**Records supplied**
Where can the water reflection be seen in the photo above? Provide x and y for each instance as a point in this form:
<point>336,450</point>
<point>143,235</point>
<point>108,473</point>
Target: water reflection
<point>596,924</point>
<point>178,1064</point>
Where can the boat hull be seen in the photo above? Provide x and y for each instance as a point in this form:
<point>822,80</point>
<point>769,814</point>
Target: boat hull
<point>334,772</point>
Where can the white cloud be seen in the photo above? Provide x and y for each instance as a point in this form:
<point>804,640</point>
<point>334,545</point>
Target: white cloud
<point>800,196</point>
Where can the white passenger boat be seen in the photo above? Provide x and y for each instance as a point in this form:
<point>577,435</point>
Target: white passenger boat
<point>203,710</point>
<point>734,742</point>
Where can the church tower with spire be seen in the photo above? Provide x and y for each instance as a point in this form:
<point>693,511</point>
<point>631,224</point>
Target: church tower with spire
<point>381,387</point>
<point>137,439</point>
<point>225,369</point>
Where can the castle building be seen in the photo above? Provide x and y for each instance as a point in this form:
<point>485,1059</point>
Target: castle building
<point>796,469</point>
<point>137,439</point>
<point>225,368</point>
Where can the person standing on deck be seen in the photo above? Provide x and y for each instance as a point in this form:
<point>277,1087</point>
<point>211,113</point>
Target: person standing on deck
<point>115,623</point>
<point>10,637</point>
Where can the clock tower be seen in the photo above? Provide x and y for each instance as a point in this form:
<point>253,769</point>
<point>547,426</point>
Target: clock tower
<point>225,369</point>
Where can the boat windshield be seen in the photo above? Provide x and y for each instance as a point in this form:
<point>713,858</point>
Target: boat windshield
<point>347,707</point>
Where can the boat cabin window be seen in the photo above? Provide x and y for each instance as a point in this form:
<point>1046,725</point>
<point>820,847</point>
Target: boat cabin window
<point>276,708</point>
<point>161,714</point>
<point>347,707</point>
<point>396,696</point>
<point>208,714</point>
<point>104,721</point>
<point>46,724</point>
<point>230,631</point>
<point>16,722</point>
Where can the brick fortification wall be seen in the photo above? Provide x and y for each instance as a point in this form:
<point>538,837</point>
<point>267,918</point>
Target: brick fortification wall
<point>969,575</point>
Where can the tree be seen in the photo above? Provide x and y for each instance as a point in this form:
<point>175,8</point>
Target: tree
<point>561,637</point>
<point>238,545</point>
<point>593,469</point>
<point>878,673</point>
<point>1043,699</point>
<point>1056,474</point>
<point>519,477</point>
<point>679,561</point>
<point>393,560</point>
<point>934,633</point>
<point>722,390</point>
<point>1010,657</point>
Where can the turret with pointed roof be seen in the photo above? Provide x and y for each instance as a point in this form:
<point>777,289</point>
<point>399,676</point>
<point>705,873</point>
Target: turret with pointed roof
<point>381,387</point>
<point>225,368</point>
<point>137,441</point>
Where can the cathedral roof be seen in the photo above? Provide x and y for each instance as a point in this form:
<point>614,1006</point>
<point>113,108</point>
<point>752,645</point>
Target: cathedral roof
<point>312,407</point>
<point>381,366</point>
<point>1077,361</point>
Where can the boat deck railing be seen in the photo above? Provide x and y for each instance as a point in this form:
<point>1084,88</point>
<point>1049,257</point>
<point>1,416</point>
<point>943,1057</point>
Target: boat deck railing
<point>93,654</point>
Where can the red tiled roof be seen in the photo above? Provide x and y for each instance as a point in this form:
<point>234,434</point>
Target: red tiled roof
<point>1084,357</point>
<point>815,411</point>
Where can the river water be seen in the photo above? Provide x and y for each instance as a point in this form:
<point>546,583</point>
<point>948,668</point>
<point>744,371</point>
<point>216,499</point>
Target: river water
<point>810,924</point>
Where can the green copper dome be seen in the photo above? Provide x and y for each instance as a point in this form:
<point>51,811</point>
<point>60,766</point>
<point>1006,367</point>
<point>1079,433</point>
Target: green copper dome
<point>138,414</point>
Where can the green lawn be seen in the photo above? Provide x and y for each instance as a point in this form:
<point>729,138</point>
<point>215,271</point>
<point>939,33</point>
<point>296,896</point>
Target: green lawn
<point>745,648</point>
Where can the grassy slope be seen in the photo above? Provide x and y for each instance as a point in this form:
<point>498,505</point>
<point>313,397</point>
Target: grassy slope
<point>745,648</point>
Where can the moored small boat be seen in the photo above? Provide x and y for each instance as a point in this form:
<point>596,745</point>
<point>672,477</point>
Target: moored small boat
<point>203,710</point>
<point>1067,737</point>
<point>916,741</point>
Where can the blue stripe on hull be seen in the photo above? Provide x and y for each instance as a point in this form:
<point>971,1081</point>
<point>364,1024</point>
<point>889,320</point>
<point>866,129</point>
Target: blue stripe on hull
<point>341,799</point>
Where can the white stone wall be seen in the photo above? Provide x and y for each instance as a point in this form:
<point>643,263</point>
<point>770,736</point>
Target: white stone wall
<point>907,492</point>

**What you are asked to do**
The entries above hold the needed span. Transcribe exactly the lines from the one with "<point>296,896</point>" to the one with "<point>672,477</point>", both included.

**Answer to the problem**
<point>296,896</point>
Target: green lawn
<point>745,648</point>
Where can the grassy slope be seen in the photo above? Provide x and y for each instance as a point in this form:
<point>498,505</point>
<point>313,397</point>
Target: grassy slope
<point>745,648</point>
Where can the moored small boat be seen in the photo above? Provide x and y for each instance as a point in this form:
<point>596,745</point>
<point>672,477</point>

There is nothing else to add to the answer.